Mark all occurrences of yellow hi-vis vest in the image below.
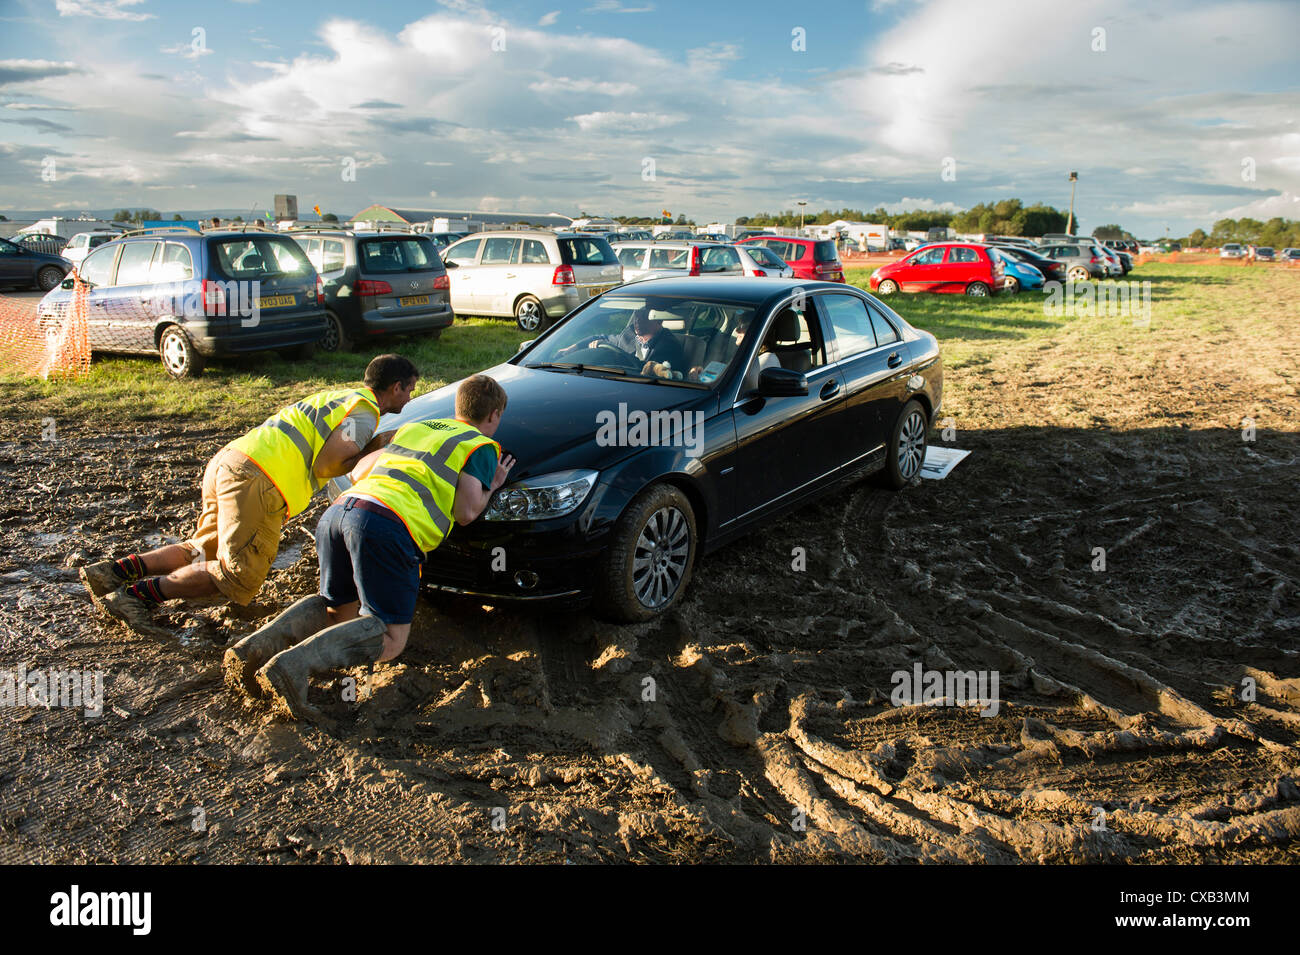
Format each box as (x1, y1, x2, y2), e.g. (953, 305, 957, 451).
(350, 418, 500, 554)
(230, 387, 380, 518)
——
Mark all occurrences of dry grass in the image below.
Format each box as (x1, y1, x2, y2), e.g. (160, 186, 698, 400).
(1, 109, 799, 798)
——
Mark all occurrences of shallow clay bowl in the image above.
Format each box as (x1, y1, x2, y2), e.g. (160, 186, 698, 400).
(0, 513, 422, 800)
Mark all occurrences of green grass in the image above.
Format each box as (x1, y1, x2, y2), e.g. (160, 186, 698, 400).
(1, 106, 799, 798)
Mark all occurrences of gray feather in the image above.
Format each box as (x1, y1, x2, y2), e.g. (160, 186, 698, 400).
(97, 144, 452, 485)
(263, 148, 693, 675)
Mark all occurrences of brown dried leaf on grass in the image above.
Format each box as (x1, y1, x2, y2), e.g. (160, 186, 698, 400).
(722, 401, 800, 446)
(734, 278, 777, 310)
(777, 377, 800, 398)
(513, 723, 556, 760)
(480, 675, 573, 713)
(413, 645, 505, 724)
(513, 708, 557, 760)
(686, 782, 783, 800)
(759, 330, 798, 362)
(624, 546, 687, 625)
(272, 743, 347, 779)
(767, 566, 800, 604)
——
=== WHAT IS NEEDED ===
Begin with the line above that has "Mark all occurrences of shallow" and continue through the line that has "Mark all occurrences of brown", setting each one down exactly. Stop there.

=== SOLUTION FOR THIS TASK ===
Mark all occurrences of shallow clay bowl in the image above.
Format each box as (x1, y1, x2, y2), e.g. (160, 186, 698, 400).
(0, 513, 422, 800)
Mark all occurrences of green grass in the image above.
Format each box as (x1, y1, x2, y2), e.g. (160, 186, 698, 400).
(1, 106, 799, 798)
Mark all occurrences of gray feather in the image above.
Format each box as (x1, y1, x2, y2), e.g. (160, 186, 698, 400).
(97, 144, 452, 485)
(263, 148, 693, 675)
Mark all occurrences of brown dried leaf on grass in the image above.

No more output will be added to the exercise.